**Problem statement**:
With pictures omitted, copy exactly the lines from the one containing "Tag the black" through the end of the records below.
[Start of Material for this exercise]
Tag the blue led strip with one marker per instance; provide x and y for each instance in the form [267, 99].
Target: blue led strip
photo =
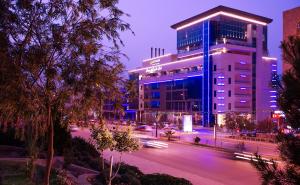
[207, 77]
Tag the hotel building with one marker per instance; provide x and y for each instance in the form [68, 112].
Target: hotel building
[291, 27]
[221, 65]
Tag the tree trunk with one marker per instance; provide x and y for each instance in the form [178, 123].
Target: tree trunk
[101, 162]
[50, 148]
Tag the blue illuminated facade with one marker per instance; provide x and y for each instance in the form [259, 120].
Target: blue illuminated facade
[216, 69]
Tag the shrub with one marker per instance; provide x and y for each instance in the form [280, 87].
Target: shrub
[240, 146]
[62, 139]
[155, 179]
[128, 169]
[84, 154]
[197, 140]
[8, 137]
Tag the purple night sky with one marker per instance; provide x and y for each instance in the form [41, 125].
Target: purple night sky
[151, 21]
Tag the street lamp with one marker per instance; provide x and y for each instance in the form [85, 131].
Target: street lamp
[156, 118]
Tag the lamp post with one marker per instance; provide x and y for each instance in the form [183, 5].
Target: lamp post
[156, 118]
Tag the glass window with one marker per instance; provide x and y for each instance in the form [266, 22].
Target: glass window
[229, 67]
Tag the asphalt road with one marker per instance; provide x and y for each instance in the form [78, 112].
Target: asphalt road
[199, 165]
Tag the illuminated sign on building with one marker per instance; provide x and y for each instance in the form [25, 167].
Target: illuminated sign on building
[187, 123]
[153, 69]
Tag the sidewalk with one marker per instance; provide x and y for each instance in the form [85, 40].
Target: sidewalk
[268, 150]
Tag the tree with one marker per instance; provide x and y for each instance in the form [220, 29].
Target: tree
[289, 96]
[118, 140]
[103, 140]
[58, 57]
[235, 121]
[289, 102]
[244, 123]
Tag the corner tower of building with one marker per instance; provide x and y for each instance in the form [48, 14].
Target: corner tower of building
[221, 66]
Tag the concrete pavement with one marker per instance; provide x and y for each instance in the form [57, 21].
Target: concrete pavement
[198, 164]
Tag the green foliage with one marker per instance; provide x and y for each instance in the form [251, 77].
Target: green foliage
[132, 175]
[155, 179]
[230, 122]
[15, 173]
[235, 121]
[289, 95]
[288, 145]
[62, 139]
[84, 154]
[125, 142]
[103, 138]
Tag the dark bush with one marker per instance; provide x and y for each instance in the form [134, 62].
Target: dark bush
[8, 137]
[62, 139]
[84, 154]
[128, 169]
[157, 179]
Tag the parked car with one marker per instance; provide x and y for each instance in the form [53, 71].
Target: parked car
[145, 128]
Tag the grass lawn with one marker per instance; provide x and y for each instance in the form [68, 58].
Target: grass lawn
[14, 173]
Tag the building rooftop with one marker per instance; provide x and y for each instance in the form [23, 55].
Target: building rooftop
[222, 10]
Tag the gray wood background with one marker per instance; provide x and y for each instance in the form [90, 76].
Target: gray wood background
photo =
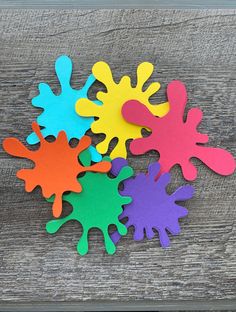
[197, 47]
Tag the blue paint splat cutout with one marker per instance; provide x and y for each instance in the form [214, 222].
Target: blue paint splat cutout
[59, 110]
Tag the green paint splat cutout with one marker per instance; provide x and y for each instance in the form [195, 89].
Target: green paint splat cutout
[97, 206]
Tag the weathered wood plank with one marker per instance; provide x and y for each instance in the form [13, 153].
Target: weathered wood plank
[197, 47]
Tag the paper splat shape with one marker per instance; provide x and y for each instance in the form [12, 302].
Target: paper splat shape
[56, 165]
[97, 206]
[176, 140]
[152, 208]
[59, 110]
[110, 120]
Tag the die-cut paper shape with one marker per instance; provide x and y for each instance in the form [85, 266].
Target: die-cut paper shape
[56, 165]
[152, 207]
[176, 140]
[97, 206]
[59, 110]
[110, 120]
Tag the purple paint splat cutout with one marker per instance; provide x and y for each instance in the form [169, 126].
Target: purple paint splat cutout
[152, 208]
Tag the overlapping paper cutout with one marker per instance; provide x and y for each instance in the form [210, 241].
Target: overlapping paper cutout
[122, 112]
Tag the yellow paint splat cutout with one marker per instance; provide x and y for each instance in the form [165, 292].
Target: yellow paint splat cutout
[110, 120]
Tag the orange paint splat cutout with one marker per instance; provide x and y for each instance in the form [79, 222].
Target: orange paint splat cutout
[56, 165]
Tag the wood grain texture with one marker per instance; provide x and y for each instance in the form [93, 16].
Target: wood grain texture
[197, 47]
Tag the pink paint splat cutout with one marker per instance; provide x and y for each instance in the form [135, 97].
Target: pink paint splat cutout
[176, 140]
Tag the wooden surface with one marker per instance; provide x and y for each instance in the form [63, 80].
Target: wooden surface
[197, 47]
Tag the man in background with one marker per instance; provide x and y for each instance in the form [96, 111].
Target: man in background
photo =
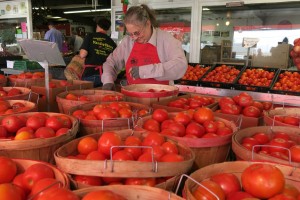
[54, 35]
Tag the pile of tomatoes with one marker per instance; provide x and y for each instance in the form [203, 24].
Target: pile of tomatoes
[193, 102]
[243, 104]
[257, 181]
[37, 181]
[223, 74]
[288, 81]
[257, 77]
[109, 111]
[191, 124]
[194, 73]
[8, 107]
[37, 125]
[277, 144]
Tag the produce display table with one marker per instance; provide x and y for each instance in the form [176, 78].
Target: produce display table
[275, 98]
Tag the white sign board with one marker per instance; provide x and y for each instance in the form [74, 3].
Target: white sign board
[250, 42]
[40, 51]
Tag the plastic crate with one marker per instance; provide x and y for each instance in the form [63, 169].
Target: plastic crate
[256, 88]
[186, 81]
[26, 65]
[285, 92]
[225, 85]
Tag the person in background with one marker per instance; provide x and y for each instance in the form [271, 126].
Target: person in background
[76, 42]
[149, 54]
[54, 35]
[95, 48]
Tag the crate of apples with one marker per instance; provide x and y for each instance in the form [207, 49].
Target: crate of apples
[223, 75]
[257, 79]
[287, 82]
[279, 144]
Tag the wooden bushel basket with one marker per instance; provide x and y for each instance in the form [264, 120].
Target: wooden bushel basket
[39, 148]
[30, 106]
[292, 175]
[139, 93]
[23, 164]
[64, 105]
[24, 96]
[207, 150]
[3, 81]
[269, 116]
[244, 154]
[97, 126]
[133, 192]
[111, 168]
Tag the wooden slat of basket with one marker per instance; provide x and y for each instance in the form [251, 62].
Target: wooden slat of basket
[133, 192]
[38, 148]
[245, 154]
[23, 164]
[111, 168]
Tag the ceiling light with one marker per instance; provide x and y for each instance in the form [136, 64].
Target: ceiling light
[83, 11]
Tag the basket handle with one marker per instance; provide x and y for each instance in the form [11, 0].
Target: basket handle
[102, 122]
[192, 179]
[266, 145]
[154, 162]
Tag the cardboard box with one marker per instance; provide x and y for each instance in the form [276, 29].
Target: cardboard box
[52, 106]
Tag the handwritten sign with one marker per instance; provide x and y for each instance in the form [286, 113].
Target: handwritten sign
[250, 42]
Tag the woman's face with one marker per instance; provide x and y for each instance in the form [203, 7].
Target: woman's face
[139, 33]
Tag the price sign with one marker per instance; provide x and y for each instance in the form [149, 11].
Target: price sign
[250, 42]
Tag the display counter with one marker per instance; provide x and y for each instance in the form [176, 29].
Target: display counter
[275, 98]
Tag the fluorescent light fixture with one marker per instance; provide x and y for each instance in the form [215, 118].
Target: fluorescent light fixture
[83, 11]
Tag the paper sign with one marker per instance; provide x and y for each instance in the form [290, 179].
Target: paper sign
[250, 42]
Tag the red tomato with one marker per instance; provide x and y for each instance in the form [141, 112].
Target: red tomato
[261, 137]
[103, 195]
[224, 131]
[141, 181]
[107, 140]
[122, 155]
[295, 153]
[203, 114]
[170, 147]
[46, 184]
[35, 122]
[12, 123]
[182, 118]
[8, 170]
[172, 157]
[153, 139]
[201, 193]
[151, 125]
[35, 173]
[239, 195]
[228, 182]
[262, 180]
[88, 180]
[160, 115]
[210, 126]
[59, 194]
[10, 192]
[86, 145]
[44, 132]
[251, 111]
[177, 128]
[194, 128]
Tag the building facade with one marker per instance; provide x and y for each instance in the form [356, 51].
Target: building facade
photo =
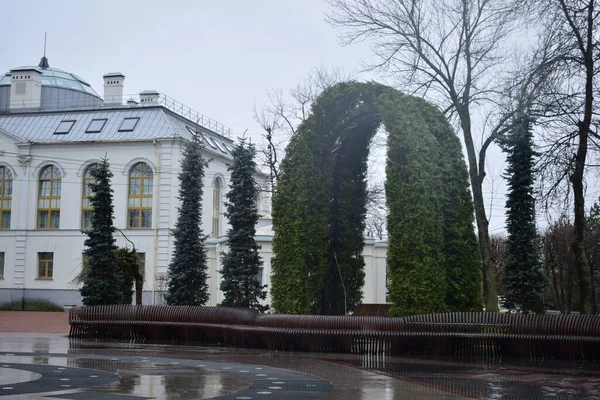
[53, 127]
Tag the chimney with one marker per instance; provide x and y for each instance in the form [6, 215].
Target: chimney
[113, 88]
[149, 97]
[25, 88]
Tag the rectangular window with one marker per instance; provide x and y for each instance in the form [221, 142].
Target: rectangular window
[128, 124]
[84, 261]
[64, 127]
[259, 276]
[5, 224]
[141, 258]
[86, 219]
[96, 125]
[20, 88]
[45, 265]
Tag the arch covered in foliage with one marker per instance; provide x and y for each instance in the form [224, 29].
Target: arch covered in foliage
[320, 205]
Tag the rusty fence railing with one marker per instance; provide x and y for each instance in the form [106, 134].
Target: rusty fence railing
[468, 334]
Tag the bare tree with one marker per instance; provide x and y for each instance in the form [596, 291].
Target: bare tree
[285, 111]
[451, 52]
[571, 41]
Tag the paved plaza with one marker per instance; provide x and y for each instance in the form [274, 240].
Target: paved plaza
[38, 361]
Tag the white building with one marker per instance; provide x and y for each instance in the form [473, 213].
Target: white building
[53, 127]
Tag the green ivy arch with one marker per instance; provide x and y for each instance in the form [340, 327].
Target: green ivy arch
[319, 210]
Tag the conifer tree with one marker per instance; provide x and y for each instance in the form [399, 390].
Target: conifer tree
[241, 264]
[103, 280]
[523, 279]
[188, 269]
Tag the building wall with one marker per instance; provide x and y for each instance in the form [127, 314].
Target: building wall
[22, 243]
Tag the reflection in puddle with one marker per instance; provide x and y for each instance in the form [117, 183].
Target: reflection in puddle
[9, 376]
[490, 380]
[164, 381]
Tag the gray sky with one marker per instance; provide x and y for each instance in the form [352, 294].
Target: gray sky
[217, 57]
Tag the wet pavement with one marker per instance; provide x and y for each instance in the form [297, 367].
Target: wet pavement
[54, 367]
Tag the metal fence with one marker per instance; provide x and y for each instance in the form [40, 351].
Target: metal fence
[463, 334]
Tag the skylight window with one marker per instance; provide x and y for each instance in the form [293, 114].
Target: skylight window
[195, 133]
[221, 146]
[212, 143]
[128, 124]
[64, 127]
[96, 125]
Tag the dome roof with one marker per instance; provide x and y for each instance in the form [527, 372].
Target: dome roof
[53, 77]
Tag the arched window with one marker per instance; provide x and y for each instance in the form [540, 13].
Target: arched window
[86, 207]
[49, 198]
[139, 208]
[5, 197]
[216, 208]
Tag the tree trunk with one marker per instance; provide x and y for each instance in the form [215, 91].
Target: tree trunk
[578, 246]
[490, 295]
[139, 283]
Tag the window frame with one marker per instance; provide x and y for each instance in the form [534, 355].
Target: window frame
[216, 217]
[141, 264]
[143, 181]
[88, 129]
[65, 132]
[51, 210]
[6, 180]
[48, 262]
[85, 181]
[121, 129]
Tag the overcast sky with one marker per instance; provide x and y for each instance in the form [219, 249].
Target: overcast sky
[217, 57]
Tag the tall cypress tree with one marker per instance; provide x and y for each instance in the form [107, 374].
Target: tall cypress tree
[241, 264]
[523, 280]
[188, 269]
[103, 280]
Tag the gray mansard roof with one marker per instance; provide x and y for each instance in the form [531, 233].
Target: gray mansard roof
[115, 124]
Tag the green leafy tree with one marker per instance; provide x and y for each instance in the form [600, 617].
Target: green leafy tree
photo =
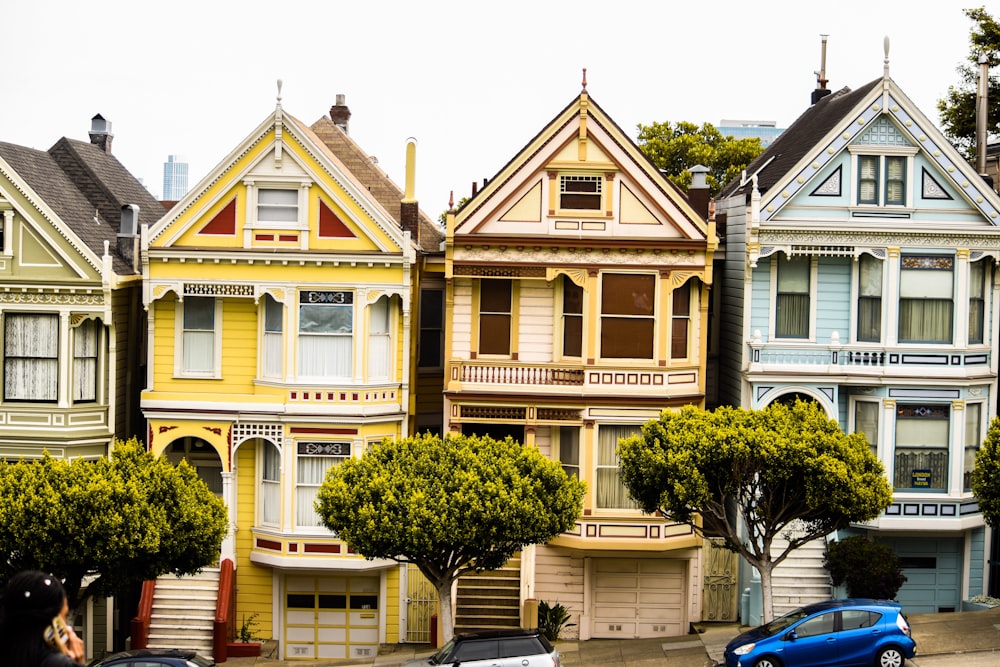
[449, 506]
[120, 520]
[750, 476]
[986, 475]
[868, 568]
[676, 147]
[958, 107]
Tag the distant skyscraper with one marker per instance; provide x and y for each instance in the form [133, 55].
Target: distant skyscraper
[174, 178]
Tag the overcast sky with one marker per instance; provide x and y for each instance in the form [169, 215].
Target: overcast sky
[472, 81]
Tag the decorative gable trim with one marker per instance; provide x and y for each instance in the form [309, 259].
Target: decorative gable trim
[330, 224]
[224, 222]
[831, 186]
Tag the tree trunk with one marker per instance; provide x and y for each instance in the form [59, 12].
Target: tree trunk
[767, 600]
[446, 621]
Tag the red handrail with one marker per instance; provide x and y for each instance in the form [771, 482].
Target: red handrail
[140, 624]
[224, 626]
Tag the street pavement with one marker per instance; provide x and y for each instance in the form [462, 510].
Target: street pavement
[962, 639]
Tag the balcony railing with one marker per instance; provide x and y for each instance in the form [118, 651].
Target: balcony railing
[866, 359]
[521, 374]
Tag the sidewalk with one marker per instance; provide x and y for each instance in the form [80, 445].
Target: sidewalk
[962, 632]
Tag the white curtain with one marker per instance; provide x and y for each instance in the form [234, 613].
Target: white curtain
[311, 470]
[31, 357]
[85, 362]
[270, 485]
[611, 493]
[379, 340]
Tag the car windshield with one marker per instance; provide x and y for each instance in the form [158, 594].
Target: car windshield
[442, 654]
[782, 622]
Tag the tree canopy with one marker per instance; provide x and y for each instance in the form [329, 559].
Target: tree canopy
[122, 519]
[676, 147]
[449, 506]
[986, 475]
[958, 107]
[779, 468]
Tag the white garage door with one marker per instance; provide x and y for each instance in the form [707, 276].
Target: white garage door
[331, 617]
[638, 597]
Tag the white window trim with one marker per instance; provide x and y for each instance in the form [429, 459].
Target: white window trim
[813, 274]
[881, 152]
[856, 301]
[253, 186]
[216, 372]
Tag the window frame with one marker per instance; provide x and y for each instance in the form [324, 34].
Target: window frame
[812, 273]
[49, 357]
[321, 299]
[616, 325]
[180, 368]
[877, 307]
[491, 317]
[566, 193]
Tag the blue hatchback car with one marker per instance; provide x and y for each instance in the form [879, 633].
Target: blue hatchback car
[837, 633]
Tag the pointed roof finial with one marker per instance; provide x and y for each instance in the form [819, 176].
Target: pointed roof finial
[885, 47]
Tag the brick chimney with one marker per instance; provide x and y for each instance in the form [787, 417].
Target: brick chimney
[340, 114]
[409, 211]
[698, 191]
[100, 133]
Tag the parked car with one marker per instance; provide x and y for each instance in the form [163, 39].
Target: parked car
[499, 648]
[153, 658]
[835, 632]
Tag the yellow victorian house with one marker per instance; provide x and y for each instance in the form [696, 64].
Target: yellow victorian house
[279, 296]
[578, 281]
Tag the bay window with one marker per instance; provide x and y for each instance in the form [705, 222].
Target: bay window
[611, 491]
[869, 299]
[85, 341]
[792, 305]
[925, 299]
[921, 461]
[31, 357]
[313, 461]
[326, 334]
[627, 322]
[495, 315]
[572, 314]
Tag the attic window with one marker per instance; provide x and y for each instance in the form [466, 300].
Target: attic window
[580, 192]
[281, 206]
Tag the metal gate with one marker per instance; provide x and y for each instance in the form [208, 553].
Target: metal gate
[421, 603]
[719, 590]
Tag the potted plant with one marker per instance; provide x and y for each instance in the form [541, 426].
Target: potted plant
[247, 644]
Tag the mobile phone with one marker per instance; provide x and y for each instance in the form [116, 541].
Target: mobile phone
[57, 634]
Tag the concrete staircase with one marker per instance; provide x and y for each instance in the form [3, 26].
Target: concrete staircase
[801, 578]
[490, 600]
[183, 612]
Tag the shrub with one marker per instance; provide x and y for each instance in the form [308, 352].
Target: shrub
[868, 568]
[552, 619]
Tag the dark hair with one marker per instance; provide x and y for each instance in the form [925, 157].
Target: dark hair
[30, 601]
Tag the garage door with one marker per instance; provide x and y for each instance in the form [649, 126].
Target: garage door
[331, 617]
[638, 597]
[932, 567]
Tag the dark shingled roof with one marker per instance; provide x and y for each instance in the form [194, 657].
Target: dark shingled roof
[802, 136]
[387, 193]
[76, 179]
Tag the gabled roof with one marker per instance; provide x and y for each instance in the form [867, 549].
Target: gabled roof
[800, 137]
[583, 120]
[378, 183]
[79, 182]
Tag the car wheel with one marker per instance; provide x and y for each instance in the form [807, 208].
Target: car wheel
[890, 657]
[767, 661]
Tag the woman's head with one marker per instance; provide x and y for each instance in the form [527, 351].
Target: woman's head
[31, 599]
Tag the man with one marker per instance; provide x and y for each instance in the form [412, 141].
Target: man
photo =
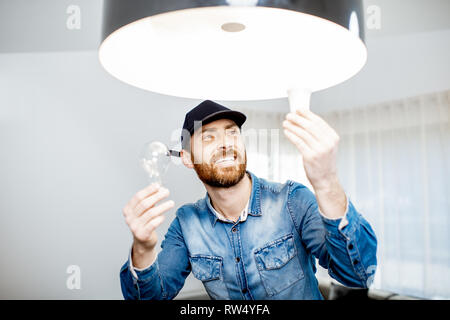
[249, 238]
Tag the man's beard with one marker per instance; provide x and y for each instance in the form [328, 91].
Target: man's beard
[221, 177]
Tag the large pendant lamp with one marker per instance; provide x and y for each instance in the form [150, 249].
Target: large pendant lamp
[233, 50]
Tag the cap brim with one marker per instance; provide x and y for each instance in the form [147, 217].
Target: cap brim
[238, 117]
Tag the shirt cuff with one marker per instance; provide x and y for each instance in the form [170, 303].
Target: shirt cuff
[134, 269]
[343, 220]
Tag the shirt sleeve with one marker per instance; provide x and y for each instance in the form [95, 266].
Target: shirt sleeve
[133, 269]
[165, 277]
[343, 220]
[347, 249]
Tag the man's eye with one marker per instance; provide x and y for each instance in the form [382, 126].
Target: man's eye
[207, 137]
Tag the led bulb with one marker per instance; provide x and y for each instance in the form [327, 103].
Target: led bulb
[155, 159]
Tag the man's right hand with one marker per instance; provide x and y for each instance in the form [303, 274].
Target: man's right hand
[143, 216]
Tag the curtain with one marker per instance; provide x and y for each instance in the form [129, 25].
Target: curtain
[393, 163]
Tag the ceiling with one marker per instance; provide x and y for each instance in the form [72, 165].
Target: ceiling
[40, 25]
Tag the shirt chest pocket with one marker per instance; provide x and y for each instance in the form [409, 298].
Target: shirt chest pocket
[208, 269]
[278, 264]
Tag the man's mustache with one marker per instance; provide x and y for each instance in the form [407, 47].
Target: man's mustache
[225, 154]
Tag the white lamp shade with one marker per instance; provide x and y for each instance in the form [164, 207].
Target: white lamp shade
[234, 52]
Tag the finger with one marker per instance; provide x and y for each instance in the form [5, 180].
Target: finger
[156, 211]
[150, 201]
[310, 126]
[299, 143]
[303, 134]
[142, 194]
[154, 223]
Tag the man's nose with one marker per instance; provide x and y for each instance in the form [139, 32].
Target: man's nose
[226, 143]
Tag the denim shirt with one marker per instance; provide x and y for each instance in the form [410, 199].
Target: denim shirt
[270, 255]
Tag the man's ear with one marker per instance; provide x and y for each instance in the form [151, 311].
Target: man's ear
[186, 159]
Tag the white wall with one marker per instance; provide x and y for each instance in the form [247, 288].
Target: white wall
[69, 140]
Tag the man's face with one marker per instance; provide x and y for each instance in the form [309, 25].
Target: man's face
[218, 153]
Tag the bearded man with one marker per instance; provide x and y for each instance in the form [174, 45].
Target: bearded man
[249, 238]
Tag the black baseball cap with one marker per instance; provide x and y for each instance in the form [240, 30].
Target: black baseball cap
[206, 112]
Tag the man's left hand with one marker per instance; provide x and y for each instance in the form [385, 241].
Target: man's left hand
[318, 144]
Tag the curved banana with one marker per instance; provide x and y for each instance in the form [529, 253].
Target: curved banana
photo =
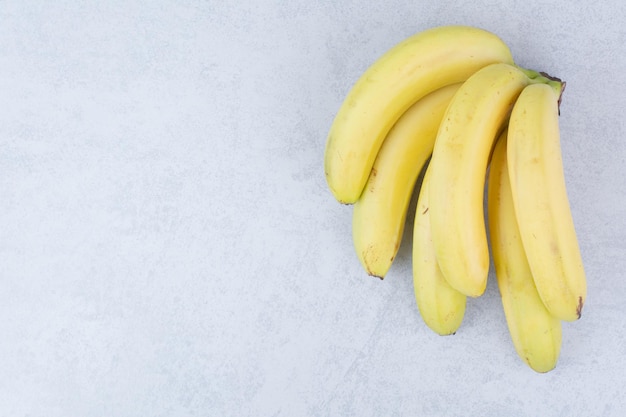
[415, 67]
[541, 202]
[536, 333]
[380, 213]
[442, 307]
[459, 164]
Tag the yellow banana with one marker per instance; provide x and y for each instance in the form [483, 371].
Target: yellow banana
[459, 163]
[380, 213]
[536, 333]
[541, 202]
[442, 307]
[415, 67]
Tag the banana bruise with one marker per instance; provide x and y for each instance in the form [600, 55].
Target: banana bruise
[541, 201]
[459, 164]
[442, 307]
[419, 65]
[535, 332]
[379, 214]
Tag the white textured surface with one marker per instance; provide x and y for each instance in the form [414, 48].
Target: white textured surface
[168, 246]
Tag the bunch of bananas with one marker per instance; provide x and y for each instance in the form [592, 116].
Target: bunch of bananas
[End of Material for this exercise]
**Answer to the exercise**:
Tag the black baseball cap with one marker per instance; provide x and y for each instance in the form [240, 30].
Target: black baseball cap
[206, 112]
Tag the man's left hand with one marker per instance; provide x and y for each instance in the form [385, 241].
Target: man's left hand
[318, 144]
Tag the curved banana with one marker per instance; provide x and y for each instance in the form [529, 253].
Target: curved banana
photo =
[415, 67]
[541, 202]
[536, 333]
[380, 213]
[442, 307]
[459, 164]
Tag the yellow banana with one marker per instance; provide x and y for each instance in the form [483, 371].
Target: yellow banana
[459, 163]
[380, 213]
[536, 333]
[541, 202]
[442, 307]
[415, 67]
Tag the banana bruise with one marker per instance; provide x and y for each instance in the form [600, 55].
Target: banana bruise
[541, 201]
[459, 164]
[442, 307]
[419, 65]
[535, 332]
[379, 214]
Tag the white textured surface with one marker per instance; provide x and y for each instance in the form [414, 48].
Target: white textured surface
[168, 246]
Tag the bunch of bananas with one marker per instance; provide x and y for each instance in the form [592, 116].
Target: bunch of bananas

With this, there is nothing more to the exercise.